++++ Extracted information ++++
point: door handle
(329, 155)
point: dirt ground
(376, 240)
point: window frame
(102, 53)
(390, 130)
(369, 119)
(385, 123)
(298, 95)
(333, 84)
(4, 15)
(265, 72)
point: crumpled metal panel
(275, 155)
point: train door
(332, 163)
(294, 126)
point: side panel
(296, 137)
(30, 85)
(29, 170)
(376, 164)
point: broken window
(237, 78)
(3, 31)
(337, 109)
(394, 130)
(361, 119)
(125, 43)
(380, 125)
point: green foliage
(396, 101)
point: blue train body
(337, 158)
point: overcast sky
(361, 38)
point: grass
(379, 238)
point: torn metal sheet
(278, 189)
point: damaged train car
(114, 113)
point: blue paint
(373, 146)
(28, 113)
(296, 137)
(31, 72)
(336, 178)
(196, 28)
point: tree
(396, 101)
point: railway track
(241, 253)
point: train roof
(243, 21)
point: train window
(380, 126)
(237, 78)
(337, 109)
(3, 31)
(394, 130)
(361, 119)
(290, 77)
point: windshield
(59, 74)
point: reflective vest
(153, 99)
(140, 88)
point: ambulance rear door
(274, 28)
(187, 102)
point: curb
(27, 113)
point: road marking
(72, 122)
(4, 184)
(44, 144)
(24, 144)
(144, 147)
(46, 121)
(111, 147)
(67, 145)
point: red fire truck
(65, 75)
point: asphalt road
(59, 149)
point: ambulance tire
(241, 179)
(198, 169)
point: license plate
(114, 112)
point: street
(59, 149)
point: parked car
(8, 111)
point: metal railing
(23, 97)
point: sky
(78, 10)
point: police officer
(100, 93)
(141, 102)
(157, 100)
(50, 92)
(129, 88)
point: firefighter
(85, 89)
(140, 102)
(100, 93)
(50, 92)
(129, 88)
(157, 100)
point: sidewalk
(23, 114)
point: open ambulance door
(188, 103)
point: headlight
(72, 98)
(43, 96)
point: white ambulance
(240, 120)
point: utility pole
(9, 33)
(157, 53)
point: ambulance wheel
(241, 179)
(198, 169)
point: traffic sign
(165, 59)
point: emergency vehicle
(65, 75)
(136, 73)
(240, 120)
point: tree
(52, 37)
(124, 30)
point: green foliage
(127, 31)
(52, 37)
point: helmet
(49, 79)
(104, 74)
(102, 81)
++++
++++ Extracted information ++++
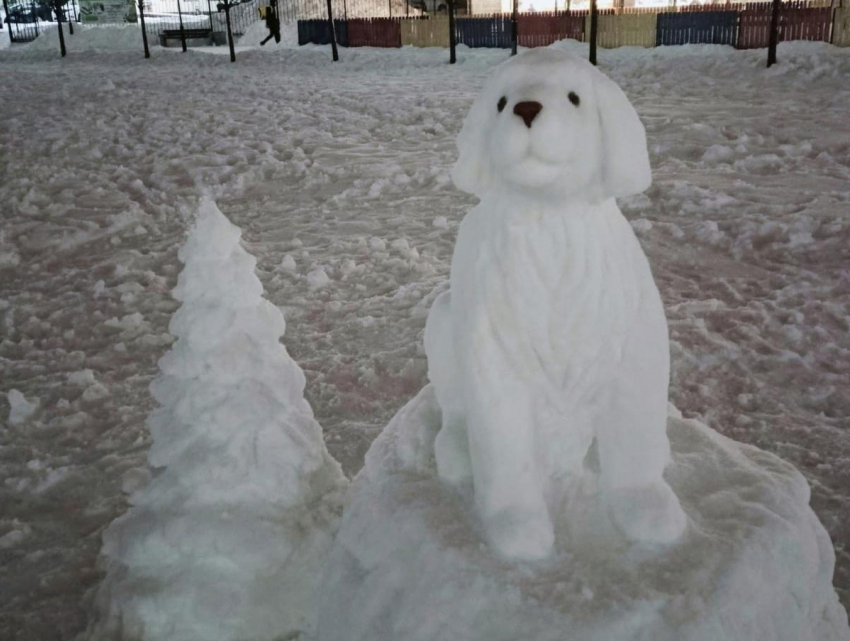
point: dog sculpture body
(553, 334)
++++
++++ Extracted information ++++
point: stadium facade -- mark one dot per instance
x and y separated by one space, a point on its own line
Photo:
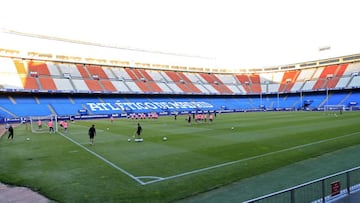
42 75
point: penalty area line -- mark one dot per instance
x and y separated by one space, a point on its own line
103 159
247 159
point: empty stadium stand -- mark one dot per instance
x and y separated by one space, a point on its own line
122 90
++++
What the task asks — The answer must be every line from the records above that contains the word "instance", copied out.

Solution to this exercise —
point: stadium facade -- mark one dot per instance
point: penalty area line -- mark one dot per instance
point: empty stadium stand -- mark one dot per instance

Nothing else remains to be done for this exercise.